*What to work on:*
(A) According to the forum thread, what pressure does the sensor in R33 lew's fuel rail read?
(B) Repeat the forum thread text between "For a 1:1 rising" and "of the injector.", inclusive.

*Page excerpt:*
I just thought i would put this out there and see what people think, or can suggest, other than BURN IT!


----------



## Jimbostir (Dec 2, 2008)

so if you turn the fuel off, it runs on the residual fuel and once thats gone it dies, which says that ign is working. 
What have you changed since it last ran?


----------



## lightspeed (Jul 11, 2002)

Sounds more like a fuel issue…..is your regulator connected the right way round? Fuel pumps functioning properly.


----------



## R33 lew (May 2, 2016)

Jimbostir said:


> so if you turn the fuel off, it runs on the residual fuel and once thats gone it dies, which says that ign is working.
> What have you changed since it last ran?


Thats correct yeah, ive changed everything, its gone from a stock car that spun a shell, to a forged build, single conversion, uprated fuel, ign, ecu ect.. everything has changed.


----------



## R33 lew (May 2, 2016)

lightspeed said:


> Sounds more like a fuel issue…..is your regulator connected the right way round? Fuel pumps functioning properly.


 Ive got a fuel pressure sensor in my fuel rail, and it reads around 43psi the whole time


----------



## joshuaho96 (Jul 14, 2016)

R33 lew said:


> Ive got a fuel pressure sensor in my fuel rail, and it reads around 43psi the whole time


For a 1:1 rising rate regulator it's 43 psi at atmospheric pressure. So at idle it should be reducing fuel pressure to something like 36 psi. Also make sure your timing offset is not 360 degrees out, make sure your trigger settings are correct with regard to rising/falling edge. Also entirely possible that your injectors simply cannot idle smoothly at such a low RPM. Do the math on your fuel delivery and make sure it's within the linear regime of the injector.


----------

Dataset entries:
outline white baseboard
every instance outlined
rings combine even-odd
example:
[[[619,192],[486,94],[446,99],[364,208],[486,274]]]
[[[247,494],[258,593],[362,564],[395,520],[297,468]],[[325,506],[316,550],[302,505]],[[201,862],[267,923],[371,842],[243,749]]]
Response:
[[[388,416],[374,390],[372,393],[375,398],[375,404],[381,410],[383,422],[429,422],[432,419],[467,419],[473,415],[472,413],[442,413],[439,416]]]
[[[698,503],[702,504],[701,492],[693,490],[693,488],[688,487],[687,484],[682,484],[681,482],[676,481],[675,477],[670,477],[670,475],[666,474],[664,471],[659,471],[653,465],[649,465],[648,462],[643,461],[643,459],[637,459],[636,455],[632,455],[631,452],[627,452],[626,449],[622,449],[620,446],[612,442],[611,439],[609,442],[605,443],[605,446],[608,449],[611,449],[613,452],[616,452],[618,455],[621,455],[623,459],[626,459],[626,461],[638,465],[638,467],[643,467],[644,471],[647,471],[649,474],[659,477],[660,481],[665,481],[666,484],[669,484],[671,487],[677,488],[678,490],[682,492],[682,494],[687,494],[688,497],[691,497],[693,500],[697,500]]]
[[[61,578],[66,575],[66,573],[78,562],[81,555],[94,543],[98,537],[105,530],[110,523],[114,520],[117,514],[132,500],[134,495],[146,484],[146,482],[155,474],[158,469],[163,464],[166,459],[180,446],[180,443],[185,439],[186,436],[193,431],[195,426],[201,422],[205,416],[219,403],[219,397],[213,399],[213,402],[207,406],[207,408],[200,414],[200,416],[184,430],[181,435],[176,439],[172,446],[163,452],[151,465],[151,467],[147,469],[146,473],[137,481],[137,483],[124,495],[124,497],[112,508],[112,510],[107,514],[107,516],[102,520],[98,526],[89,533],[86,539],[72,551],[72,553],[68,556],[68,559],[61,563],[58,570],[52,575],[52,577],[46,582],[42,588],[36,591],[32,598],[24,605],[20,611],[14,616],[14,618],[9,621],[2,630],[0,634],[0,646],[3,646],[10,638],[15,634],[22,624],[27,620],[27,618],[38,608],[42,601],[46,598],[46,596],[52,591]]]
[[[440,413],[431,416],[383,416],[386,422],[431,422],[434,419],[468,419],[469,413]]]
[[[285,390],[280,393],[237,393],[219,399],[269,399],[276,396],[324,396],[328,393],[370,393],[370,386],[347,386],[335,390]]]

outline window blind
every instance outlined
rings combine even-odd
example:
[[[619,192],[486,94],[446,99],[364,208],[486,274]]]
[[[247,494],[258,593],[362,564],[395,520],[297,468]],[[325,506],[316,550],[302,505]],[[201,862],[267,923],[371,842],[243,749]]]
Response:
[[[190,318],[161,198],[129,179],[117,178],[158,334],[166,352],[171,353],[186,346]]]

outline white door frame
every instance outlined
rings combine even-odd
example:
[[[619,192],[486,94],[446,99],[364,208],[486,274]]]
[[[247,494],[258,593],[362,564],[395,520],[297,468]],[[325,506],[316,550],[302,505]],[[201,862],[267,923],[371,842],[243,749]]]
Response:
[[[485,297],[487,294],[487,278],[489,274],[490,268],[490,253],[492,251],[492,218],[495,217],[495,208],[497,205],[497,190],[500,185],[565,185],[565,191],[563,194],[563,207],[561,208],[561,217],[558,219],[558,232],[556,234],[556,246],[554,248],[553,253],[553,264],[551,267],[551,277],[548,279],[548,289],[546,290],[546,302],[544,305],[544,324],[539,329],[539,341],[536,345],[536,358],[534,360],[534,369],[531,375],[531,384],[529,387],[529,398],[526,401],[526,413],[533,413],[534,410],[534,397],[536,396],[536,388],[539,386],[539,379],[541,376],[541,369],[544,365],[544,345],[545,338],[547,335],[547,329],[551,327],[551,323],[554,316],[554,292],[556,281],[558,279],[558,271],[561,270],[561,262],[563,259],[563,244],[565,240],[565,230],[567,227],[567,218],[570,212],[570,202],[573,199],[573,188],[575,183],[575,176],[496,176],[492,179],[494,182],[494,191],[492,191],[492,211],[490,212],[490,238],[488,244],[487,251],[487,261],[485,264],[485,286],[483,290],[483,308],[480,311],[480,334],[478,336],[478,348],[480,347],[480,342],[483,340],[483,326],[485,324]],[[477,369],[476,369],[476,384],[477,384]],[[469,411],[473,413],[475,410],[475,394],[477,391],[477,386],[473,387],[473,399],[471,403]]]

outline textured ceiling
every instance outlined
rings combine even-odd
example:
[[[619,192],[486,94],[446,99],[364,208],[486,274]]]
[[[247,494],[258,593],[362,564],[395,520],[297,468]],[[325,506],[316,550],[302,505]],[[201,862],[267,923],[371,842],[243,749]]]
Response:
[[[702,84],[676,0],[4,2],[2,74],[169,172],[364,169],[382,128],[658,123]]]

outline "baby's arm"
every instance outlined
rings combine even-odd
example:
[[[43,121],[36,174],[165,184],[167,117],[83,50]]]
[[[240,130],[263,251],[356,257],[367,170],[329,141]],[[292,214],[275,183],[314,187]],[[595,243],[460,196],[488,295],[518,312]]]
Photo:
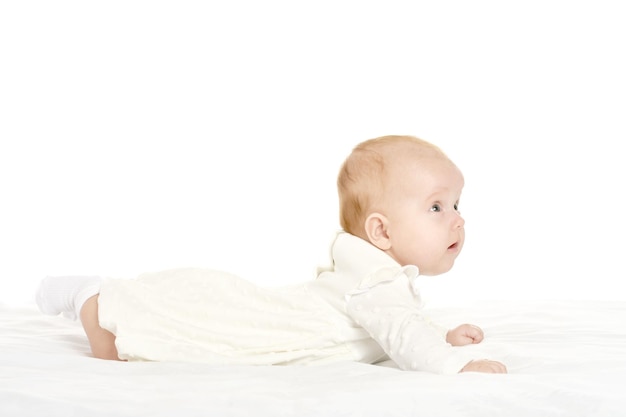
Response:
[[[419,297],[403,272],[393,279],[365,285],[349,295],[348,314],[401,369],[444,374],[505,371],[499,362],[476,360],[476,352],[455,347],[478,343],[482,330],[461,325],[446,334],[424,317]]]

*Outputs:*
(A) It reads around 43 psi the whole time.

(B)
For a 1:1 rising rate regulator it's 43 psi at atmospheric pressure. So at idle it should be reducing fuel pressure to something like 36 psi. Also make sure your timing offset is not 360 degrees out, make sure your trigger settings are correct with regard to rising/falling edge. Also entirely possible that your injectors simply cannot idle smoothly at such a low RPM. Do the math on your fuel delivery and make sure it's within the linear regime of the injector.